_Task requirements_:
Your output must match the records exactly, line for line.

▼▼▼

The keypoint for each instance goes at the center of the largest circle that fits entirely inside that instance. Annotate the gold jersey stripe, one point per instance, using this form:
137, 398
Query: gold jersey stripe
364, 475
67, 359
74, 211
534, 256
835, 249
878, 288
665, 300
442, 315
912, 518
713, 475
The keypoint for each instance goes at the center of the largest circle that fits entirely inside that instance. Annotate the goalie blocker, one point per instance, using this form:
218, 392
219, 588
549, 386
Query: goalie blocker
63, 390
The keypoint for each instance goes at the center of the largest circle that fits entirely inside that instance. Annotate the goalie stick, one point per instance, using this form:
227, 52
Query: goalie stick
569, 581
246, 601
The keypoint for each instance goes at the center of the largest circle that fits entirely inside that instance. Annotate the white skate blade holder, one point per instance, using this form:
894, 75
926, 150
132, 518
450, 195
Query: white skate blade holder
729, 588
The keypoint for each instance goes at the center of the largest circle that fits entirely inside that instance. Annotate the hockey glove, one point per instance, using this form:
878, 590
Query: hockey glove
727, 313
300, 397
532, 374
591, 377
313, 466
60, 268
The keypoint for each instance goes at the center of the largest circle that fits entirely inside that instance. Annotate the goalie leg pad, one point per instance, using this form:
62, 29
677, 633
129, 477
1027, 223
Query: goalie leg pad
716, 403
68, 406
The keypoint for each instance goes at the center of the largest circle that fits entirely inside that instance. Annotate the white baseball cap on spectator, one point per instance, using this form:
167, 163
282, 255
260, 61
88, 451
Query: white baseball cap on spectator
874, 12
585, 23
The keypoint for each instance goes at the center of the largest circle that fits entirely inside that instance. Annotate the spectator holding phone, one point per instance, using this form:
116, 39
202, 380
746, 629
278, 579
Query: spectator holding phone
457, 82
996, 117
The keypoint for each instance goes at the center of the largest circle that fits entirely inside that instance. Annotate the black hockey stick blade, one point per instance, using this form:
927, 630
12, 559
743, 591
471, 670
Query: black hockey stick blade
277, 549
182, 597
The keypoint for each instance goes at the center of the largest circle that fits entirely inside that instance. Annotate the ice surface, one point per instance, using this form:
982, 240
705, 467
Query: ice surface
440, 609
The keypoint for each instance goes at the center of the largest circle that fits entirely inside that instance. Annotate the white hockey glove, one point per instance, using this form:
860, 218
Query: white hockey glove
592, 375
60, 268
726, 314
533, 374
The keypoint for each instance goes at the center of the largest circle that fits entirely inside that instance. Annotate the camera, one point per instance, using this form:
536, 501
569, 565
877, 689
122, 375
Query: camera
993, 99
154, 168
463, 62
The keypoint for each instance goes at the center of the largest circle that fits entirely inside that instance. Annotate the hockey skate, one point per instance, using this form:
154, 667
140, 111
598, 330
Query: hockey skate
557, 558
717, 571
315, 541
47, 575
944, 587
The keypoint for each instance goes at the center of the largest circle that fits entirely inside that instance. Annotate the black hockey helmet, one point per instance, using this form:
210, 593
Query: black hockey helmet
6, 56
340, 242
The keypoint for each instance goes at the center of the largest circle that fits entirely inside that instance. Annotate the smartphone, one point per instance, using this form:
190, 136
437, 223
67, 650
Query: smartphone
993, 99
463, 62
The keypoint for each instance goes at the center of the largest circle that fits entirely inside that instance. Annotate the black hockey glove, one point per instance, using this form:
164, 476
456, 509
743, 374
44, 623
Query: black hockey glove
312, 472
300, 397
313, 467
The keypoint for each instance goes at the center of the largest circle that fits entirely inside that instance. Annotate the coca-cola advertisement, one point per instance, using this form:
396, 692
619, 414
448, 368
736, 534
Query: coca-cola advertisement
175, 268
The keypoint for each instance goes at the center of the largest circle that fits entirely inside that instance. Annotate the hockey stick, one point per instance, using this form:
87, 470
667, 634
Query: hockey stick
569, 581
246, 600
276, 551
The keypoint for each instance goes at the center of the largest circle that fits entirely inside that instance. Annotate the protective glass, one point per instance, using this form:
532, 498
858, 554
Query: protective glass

▲▲▲

_Result of the task_:
The keypoint for each instance goes at the center of the largest circle that fits entirely inside that instance. Annotate the gold jersey stripe, one point per instance, using this form:
137, 398
Query: gold jersey stripe
364, 475
67, 359
74, 211
534, 256
835, 249
878, 288
665, 300
442, 315
912, 518
713, 475
The keypoint for each instance goes at the center of the largest circle that fits entirely inside that instance. Annotate the goalie blocker, one point per instance, using this form:
218, 392
219, 588
549, 386
Query: goalie blocker
63, 390
The keypoint for each instance goes at the center of the largest circle that fits entirely inside that instance. Annotate the goalie stick, one point per instance, using this form:
227, 52
Query: goalie stick
569, 581
246, 601
The keypoint for each instance goes at the center of the largest circle that fits entirely inside that instance. Annotate the white skate blade holder, one point per instance, using this form:
894, 75
926, 150
132, 518
450, 195
Query: white skate blade holder
729, 588
The keypoint for each instance goes at the center of the largest circle that fits entirely inside that instance. Annotate the hockey glove, one point per instance, using this form:
878, 590
Query: hockey glove
727, 313
300, 397
532, 374
591, 377
313, 466
60, 268
The keypoint for each instance goes at the center of the largest circle that fits entirely inside that instance. Annotate the goalie leg pad, one point per instance, using this form:
62, 29
677, 633
129, 477
1027, 223
Query: goalie leg pad
716, 403
68, 406
The keypoint for each instance goes at the center of the largest circle that fits entirely inside that instance. Annotate the white baseball cap on spectator, one point per instance, using this form:
167, 163
282, 255
260, 61
88, 451
Query: white baseball cap on spectator
874, 12
585, 23
The keypoint for each instance goes at the center of the largest circle that fits entirely inside that instance. Annotate the spectator holding phone, one point per instance, using this form:
116, 39
202, 380
746, 629
278, 579
Query: spectator holding phone
457, 82
996, 117
The keypoint for each instance goes at the center of the largest circle that fits entirely inside that instance. Annotate the black hockey stick blade, one point per instance, using this form:
927, 630
12, 559
743, 591
471, 670
Query: black hockey stick blade
277, 549
182, 597
The keypoint for each instance goes at the center of the largest circle that fits entirely inside that instance. Annotate the ice surface, one point per instance, using this form:
982, 240
705, 467
Query: ice surface
440, 609
The keypoint for each instance goes at the center of the largest circle that fits entirely inside that instance. Annotate the white hockey glove, one point per instance, using this form:
860, 218
Query: white hockey glove
592, 375
60, 268
726, 314
533, 374
The keypoint for each instance goes at the center of the largest circle that fits entirely inside that instance. Annotate the camera, one point per instance, using this form:
536, 501
569, 565
877, 689
122, 375
Query: camera
993, 99
154, 168
463, 62
The keypoint for each instance goes at the center of the largest circle that fits entirely inside that instance. Annotate the hockey skate, one point per instance, using this form:
154, 667
140, 111
598, 330
Query: hockey skate
557, 558
717, 571
315, 541
47, 575
944, 587
The keypoint for each instance goes at the center of the largest circle that fits entirely inside that instance. Annotate the black hockey helmet, one point per instance, using this form:
210, 593
Query: black hockey helmet
6, 56
340, 242
The keypoint for each instance goes at the center of the largest circle that fits entirely inside that instance. Annotate the smartphone, one point per instance, using this form:
190, 136
437, 223
67, 650
Query: smartphone
993, 99
463, 62
The keypoint for each instance goes at the center of the largest circle that fits entirely inside that instance. Annotate the black hockey glove, one point per instance, using this form:
164, 476
456, 509
743, 374
44, 623
Query: black hockey glove
312, 472
300, 397
313, 467
The keypoint for each instance goes at the center of the largest circle that fits entirely inside that instance. Annotate the coca-cola advertisement, one point per instance, using this form:
396, 692
619, 414
448, 368
736, 534
Query: coca-cola advertisement
175, 268
The keypoint for each instance goes at the center of the largest circle that fits entirely inside that instance. Annotate the hockey stick, one point per instance, using this form:
87, 470
667, 634
Query: hockey stick
569, 581
246, 600
276, 551
The keypoint for each instance goes at the center of the largest circle that fits entirely inside that instance. Annotate the protective glass, one point per instance, using this form:
532, 498
858, 554
Query: protective glass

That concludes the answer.